> [Given instruction]
Pick out each line in the entries below that contains the word "street", and copy those lines.

Excerpt from a dataset:
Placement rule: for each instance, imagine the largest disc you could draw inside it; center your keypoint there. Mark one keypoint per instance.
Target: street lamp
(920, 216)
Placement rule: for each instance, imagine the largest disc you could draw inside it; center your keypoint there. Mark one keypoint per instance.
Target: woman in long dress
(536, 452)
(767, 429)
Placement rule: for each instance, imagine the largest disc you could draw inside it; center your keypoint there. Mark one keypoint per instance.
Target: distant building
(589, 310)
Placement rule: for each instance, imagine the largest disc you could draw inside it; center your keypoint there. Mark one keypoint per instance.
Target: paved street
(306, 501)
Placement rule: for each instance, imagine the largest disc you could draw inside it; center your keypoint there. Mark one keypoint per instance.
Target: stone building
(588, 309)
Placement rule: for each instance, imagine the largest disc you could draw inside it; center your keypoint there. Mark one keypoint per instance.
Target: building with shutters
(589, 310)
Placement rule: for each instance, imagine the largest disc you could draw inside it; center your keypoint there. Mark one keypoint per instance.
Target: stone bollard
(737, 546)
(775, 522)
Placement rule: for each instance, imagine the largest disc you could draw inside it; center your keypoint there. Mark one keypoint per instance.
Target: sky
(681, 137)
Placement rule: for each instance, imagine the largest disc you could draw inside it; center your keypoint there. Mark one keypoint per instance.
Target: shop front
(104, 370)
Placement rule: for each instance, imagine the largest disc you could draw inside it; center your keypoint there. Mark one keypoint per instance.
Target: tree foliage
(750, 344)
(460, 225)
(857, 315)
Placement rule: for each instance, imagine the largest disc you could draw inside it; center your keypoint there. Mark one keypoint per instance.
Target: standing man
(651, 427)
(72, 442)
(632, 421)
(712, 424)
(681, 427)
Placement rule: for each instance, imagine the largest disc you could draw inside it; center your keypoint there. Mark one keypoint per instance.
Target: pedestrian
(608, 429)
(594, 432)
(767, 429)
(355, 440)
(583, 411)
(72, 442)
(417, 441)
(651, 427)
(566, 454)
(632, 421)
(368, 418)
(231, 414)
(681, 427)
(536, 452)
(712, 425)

> [Output]
Target: street lamp
Target: paved street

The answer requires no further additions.